» **DATA LINES**

## START

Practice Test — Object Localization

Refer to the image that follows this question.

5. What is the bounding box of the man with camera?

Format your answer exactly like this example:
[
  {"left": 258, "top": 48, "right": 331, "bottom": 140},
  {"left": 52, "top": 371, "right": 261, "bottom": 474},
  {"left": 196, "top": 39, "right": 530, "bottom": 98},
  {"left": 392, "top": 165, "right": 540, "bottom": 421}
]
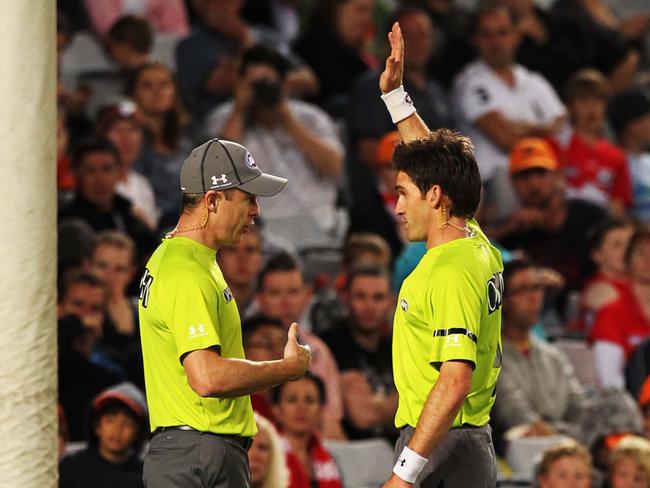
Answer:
[{"left": 207, "top": 45, "right": 345, "bottom": 249}]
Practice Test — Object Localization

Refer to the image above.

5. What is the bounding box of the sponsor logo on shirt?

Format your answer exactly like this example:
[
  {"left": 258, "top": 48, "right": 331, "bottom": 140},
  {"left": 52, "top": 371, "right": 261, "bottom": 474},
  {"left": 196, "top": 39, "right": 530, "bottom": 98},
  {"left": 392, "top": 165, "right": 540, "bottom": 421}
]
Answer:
[
  {"left": 223, "top": 288, "right": 232, "bottom": 303},
  {"left": 187, "top": 324, "right": 208, "bottom": 339},
  {"left": 244, "top": 153, "right": 257, "bottom": 169},
  {"left": 211, "top": 173, "right": 230, "bottom": 188}
]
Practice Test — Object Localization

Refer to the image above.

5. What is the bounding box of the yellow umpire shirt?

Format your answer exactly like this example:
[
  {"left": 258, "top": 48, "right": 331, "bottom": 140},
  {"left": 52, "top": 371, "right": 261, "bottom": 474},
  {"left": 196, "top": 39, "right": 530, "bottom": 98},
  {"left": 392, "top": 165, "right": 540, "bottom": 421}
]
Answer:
[
  {"left": 393, "top": 220, "right": 503, "bottom": 428},
  {"left": 139, "top": 237, "right": 257, "bottom": 437}
]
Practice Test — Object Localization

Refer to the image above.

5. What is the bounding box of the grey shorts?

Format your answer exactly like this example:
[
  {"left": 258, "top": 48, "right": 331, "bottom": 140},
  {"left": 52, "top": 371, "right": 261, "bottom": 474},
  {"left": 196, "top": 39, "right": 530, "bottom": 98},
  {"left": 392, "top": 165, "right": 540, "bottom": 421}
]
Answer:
[
  {"left": 143, "top": 430, "right": 253, "bottom": 488},
  {"left": 395, "top": 425, "right": 497, "bottom": 488}
]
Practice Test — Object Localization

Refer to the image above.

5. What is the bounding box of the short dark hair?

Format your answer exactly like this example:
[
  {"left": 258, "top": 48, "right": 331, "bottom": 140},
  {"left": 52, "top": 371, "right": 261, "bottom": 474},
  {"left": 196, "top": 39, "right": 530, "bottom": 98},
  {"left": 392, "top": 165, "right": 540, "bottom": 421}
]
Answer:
[
  {"left": 503, "top": 258, "right": 538, "bottom": 295},
  {"left": 271, "top": 371, "right": 327, "bottom": 405},
  {"left": 72, "top": 136, "right": 120, "bottom": 169},
  {"left": 393, "top": 129, "right": 481, "bottom": 217},
  {"left": 345, "top": 265, "right": 390, "bottom": 290},
  {"left": 468, "top": 0, "right": 517, "bottom": 35},
  {"left": 240, "top": 44, "right": 290, "bottom": 78},
  {"left": 108, "top": 15, "right": 153, "bottom": 54},
  {"left": 587, "top": 217, "right": 634, "bottom": 251},
  {"left": 257, "top": 251, "right": 302, "bottom": 290},
  {"left": 241, "top": 315, "right": 285, "bottom": 345}
]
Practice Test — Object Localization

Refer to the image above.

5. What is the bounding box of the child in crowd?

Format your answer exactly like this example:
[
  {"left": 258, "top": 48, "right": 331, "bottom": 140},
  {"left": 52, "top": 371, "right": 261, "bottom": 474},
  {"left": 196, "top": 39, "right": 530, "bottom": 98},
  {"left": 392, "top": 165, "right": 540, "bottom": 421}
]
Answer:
[
  {"left": 582, "top": 218, "right": 634, "bottom": 329},
  {"left": 606, "top": 436, "right": 650, "bottom": 488},
  {"left": 552, "top": 69, "right": 632, "bottom": 216},
  {"left": 537, "top": 441, "right": 592, "bottom": 488},
  {"left": 59, "top": 383, "right": 147, "bottom": 488}
]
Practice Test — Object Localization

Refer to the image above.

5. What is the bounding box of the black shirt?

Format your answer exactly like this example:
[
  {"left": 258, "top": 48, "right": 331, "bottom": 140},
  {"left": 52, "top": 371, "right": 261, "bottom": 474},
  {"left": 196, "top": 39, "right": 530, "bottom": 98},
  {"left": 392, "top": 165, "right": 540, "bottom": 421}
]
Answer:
[{"left": 59, "top": 447, "right": 144, "bottom": 488}]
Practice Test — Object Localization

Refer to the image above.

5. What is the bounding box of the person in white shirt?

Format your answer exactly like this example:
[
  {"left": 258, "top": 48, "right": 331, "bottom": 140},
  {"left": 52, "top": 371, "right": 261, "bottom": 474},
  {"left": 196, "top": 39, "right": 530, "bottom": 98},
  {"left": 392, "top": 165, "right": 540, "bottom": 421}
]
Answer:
[
  {"left": 452, "top": 2, "right": 566, "bottom": 219},
  {"left": 206, "top": 45, "right": 347, "bottom": 250}
]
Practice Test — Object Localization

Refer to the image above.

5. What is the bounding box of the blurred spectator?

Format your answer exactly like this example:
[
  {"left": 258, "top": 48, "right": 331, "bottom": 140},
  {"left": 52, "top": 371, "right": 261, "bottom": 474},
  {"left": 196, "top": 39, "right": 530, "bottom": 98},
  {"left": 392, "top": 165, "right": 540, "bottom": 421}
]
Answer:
[
  {"left": 492, "top": 260, "right": 584, "bottom": 437},
  {"left": 487, "top": 138, "right": 605, "bottom": 298},
  {"left": 97, "top": 100, "right": 158, "bottom": 230},
  {"left": 106, "top": 15, "right": 154, "bottom": 73},
  {"left": 248, "top": 414, "right": 289, "bottom": 488},
  {"left": 58, "top": 312, "right": 118, "bottom": 442},
  {"left": 592, "top": 229, "right": 650, "bottom": 388},
  {"left": 545, "top": 0, "right": 639, "bottom": 93},
  {"left": 217, "top": 226, "right": 262, "bottom": 318},
  {"left": 584, "top": 0, "right": 650, "bottom": 46},
  {"left": 85, "top": 230, "right": 138, "bottom": 337},
  {"left": 126, "top": 63, "right": 191, "bottom": 225},
  {"left": 609, "top": 88, "right": 650, "bottom": 222},
  {"left": 453, "top": 2, "right": 566, "bottom": 218},
  {"left": 537, "top": 441, "right": 592, "bottom": 488},
  {"left": 322, "top": 265, "right": 397, "bottom": 440},
  {"left": 242, "top": 0, "right": 300, "bottom": 43},
  {"left": 581, "top": 218, "right": 634, "bottom": 330},
  {"left": 208, "top": 45, "right": 345, "bottom": 249},
  {"left": 273, "top": 373, "right": 343, "bottom": 488},
  {"left": 84, "top": 0, "right": 189, "bottom": 37},
  {"left": 59, "top": 383, "right": 148, "bottom": 488},
  {"left": 176, "top": 0, "right": 318, "bottom": 123},
  {"left": 59, "top": 138, "right": 156, "bottom": 257},
  {"left": 553, "top": 69, "right": 632, "bottom": 217},
  {"left": 639, "top": 375, "right": 650, "bottom": 439},
  {"left": 56, "top": 108, "right": 75, "bottom": 196},
  {"left": 606, "top": 436, "right": 650, "bottom": 488},
  {"left": 347, "top": 6, "right": 454, "bottom": 254},
  {"left": 256, "top": 254, "right": 345, "bottom": 439},
  {"left": 293, "top": 0, "right": 378, "bottom": 116},
  {"left": 242, "top": 315, "right": 287, "bottom": 423},
  {"left": 414, "top": 0, "right": 476, "bottom": 88}
]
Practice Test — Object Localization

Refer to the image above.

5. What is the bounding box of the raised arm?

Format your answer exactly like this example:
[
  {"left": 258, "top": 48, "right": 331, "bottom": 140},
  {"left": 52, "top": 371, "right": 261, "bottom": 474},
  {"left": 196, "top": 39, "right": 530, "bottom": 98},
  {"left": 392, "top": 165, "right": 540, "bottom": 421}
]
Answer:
[{"left": 379, "top": 22, "right": 431, "bottom": 142}]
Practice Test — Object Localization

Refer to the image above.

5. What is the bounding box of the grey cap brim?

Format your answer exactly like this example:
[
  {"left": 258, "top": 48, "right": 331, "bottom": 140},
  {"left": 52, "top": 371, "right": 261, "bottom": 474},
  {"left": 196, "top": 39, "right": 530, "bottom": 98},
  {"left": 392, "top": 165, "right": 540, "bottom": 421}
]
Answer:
[{"left": 237, "top": 173, "right": 287, "bottom": 197}]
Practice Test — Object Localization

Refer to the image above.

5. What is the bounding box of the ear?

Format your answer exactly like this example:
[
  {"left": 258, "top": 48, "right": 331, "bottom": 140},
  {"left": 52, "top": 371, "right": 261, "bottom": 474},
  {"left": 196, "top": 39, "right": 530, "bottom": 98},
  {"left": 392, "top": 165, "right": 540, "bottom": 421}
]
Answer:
[
  {"left": 426, "top": 185, "right": 442, "bottom": 209},
  {"left": 203, "top": 190, "right": 220, "bottom": 212}
]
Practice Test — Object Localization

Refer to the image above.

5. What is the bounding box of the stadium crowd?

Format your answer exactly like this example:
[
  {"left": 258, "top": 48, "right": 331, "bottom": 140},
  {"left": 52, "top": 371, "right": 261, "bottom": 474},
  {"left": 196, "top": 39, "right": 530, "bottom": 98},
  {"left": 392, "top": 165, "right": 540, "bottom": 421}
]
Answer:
[{"left": 57, "top": 0, "right": 650, "bottom": 488}]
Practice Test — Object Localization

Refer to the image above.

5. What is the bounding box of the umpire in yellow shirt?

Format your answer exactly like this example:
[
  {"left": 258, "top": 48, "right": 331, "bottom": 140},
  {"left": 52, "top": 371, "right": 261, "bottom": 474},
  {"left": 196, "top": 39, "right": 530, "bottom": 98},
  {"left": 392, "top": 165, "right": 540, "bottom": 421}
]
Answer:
[
  {"left": 379, "top": 23, "right": 503, "bottom": 488},
  {"left": 139, "top": 139, "right": 310, "bottom": 488}
]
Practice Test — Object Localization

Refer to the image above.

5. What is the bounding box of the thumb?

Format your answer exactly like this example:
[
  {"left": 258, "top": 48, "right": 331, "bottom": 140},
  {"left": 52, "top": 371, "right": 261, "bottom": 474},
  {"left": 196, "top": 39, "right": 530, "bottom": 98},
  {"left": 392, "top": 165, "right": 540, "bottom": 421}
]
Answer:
[{"left": 289, "top": 322, "right": 298, "bottom": 342}]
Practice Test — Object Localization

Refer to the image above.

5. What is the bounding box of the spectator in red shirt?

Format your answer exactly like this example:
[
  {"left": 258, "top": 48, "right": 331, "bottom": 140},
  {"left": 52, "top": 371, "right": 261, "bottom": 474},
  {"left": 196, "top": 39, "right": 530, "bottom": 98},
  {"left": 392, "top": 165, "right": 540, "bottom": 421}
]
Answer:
[
  {"left": 592, "top": 229, "right": 650, "bottom": 388},
  {"left": 553, "top": 69, "right": 632, "bottom": 216},
  {"left": 273, "top": 373, "right": 343, "bottom": 488},
  {"left": 581, "top": 217, "right": 634, "bottom": 328}
]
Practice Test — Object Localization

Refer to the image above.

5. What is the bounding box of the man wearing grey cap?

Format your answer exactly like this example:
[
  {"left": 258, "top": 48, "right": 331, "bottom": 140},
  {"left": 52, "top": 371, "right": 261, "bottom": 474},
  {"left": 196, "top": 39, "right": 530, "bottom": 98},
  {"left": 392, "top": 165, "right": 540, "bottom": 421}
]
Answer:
[{"left": 139, "top": 139, "right": 310, "bottom": 488}]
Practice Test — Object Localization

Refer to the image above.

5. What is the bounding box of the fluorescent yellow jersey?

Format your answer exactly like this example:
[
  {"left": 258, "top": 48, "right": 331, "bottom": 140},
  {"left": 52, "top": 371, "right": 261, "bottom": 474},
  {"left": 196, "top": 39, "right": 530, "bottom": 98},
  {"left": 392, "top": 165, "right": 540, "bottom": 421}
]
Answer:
[
  {"left": 139, "top": 237, "right": 257, "bottom": 436},
  {"left": 393, "top": 220, "right": 503, "bottom": 428}
]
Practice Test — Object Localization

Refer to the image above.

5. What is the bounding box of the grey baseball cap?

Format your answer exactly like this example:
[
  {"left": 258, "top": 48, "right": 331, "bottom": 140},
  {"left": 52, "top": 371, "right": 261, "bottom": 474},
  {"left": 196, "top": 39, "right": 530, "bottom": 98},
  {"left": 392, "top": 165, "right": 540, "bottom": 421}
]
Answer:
[{"left": 181, "top": 139, "right": 287, "bottom": 197}]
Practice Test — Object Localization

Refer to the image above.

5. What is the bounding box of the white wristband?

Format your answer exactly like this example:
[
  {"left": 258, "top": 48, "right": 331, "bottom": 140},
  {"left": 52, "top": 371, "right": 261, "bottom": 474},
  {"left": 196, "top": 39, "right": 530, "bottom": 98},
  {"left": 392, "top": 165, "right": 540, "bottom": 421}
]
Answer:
[
  {"left": 381, "top": 85, "right": 416, "bottom": 124},
  {"left": 393, "top": 446, "right": 429, "bottom": 483}
]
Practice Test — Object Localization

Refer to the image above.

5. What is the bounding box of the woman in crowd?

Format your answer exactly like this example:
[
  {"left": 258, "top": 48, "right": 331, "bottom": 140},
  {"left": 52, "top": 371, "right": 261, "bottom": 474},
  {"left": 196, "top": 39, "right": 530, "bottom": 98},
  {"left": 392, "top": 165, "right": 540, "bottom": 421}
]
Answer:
[
  {"left": 591, "top": 229, "right": 650, "bottom": 388},
  {"left": 273, "top": 373, "right": 343, "bottom": 488},
  {"left": 127, "top": 63, "right": 191, "bottom": 226},
  {"left": 97, "top": 100, "right": 158, "bottom": 229}
]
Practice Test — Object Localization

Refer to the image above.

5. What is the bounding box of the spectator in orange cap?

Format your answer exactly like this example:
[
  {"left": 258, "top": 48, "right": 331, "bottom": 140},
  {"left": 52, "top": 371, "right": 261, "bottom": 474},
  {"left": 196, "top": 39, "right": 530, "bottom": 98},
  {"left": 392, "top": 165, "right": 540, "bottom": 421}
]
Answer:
[{"left": 488, "top": 138, "right": 605, "bottom": 306}]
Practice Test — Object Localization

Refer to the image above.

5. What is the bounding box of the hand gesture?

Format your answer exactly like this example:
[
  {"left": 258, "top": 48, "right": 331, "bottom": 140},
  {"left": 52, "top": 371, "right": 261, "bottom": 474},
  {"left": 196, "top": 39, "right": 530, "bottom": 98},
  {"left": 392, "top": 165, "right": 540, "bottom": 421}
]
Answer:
[
  {"left": 379, "top": 22, "right": 404, "bottom": 93},
  {"left": 284, "top": 322, "right": 311, "bottom": 380},
  {"left": 384, "top": 474, "right": 413, "bottom": 488}
]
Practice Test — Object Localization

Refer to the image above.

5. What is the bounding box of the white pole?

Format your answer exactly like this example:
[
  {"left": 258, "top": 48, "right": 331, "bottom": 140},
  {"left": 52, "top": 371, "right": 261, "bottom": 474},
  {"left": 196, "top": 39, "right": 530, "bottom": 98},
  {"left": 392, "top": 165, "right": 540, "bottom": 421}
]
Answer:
[{"left": 0, "top": 0, "right": 58, "bottom": 488}]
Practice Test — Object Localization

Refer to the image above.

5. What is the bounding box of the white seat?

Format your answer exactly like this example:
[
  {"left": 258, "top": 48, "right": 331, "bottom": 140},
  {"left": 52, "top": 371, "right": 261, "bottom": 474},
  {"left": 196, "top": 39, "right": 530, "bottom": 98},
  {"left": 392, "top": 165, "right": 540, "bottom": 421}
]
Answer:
[
  {"left": 554, "top": 339, "right": 598, "bottom": 388},
  {"left": 324, "top": 438, "right": 394, "bottom": 488}
]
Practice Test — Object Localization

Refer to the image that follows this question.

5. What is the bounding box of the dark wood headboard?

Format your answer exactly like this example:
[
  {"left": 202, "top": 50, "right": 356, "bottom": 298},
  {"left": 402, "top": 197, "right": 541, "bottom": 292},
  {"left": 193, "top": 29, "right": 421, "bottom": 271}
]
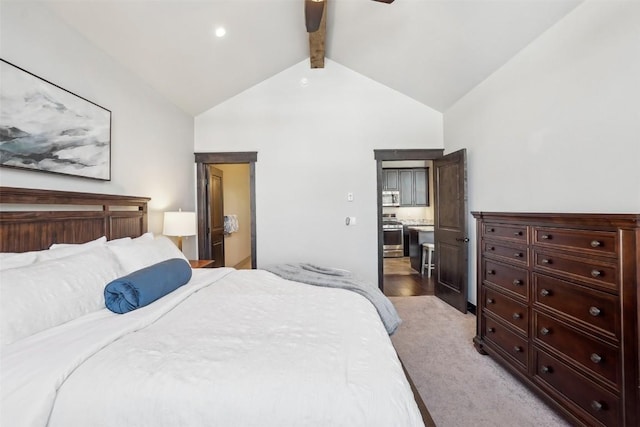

## END

» **GIVEN EXERCISE**
How many lines of the material above contain the string "white"? Case counts. Reply with the number alone.

» **OUTPUT OF THE EXERCISE**
4